◆ **Problem to work on**: Add 89 to every coordinate value in the answers while reproducing all lines, requests included, from the line containing "In this photo, where can the backpack" through the end of the records, both ends included.

◆ **Dataset excerpts**:
_ _ _ _ _
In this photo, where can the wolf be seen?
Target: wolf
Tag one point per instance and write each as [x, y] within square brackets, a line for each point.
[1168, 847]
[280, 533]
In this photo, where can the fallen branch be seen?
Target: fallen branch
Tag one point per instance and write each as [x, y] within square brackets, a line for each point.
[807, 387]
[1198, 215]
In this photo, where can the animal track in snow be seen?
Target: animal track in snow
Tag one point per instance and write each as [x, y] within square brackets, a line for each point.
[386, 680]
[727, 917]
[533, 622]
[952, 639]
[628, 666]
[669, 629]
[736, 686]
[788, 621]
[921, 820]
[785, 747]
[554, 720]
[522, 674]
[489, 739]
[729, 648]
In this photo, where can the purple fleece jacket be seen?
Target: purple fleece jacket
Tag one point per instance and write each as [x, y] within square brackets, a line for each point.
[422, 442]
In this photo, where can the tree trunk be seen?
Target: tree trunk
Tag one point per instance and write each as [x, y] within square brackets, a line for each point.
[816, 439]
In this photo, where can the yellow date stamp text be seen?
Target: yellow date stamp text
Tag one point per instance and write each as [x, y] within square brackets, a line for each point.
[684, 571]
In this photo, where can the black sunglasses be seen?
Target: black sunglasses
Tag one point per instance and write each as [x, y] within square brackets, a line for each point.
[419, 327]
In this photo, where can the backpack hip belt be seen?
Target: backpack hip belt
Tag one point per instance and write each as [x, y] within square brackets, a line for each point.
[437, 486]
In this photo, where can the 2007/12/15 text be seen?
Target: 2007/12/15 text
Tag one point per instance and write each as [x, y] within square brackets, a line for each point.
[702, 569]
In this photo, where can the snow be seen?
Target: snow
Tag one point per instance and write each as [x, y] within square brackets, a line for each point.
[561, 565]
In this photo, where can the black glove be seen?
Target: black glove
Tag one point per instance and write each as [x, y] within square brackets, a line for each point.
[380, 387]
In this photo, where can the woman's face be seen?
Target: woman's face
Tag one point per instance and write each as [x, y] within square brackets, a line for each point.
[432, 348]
_ _ _ _ _
◆ **Exercise output**:
In this photo, where can the backpack hip belt be seen?
Target: backpack hip belt
Tag one point per instance and write each as [x, y] within square brackets, a line for each point.
[526, 575]
In this photo, where can the 2007/12/15 text be seen?
Target: 2007/12/15 text
Tag one point per instance and write each as [x, y] within square brackets, a line for each point.
[791, 658]
In this photo, where can the snow be seen?
Target: snow
Tag one point per instance and write each as [x, y] within square brackets, a line for each point.
[650, 654]
In this photo, where can the black glove be seen?
Target: black glove
Tag one point per instance and write each as [x, y] within square brackets, a line for each point.
[469, 476]
In this photo, where can the woman's face be seen?
Target: woman's face
Tag one point per instance and write each as [x, y] within square brackets, a line for each point.
[521, 437]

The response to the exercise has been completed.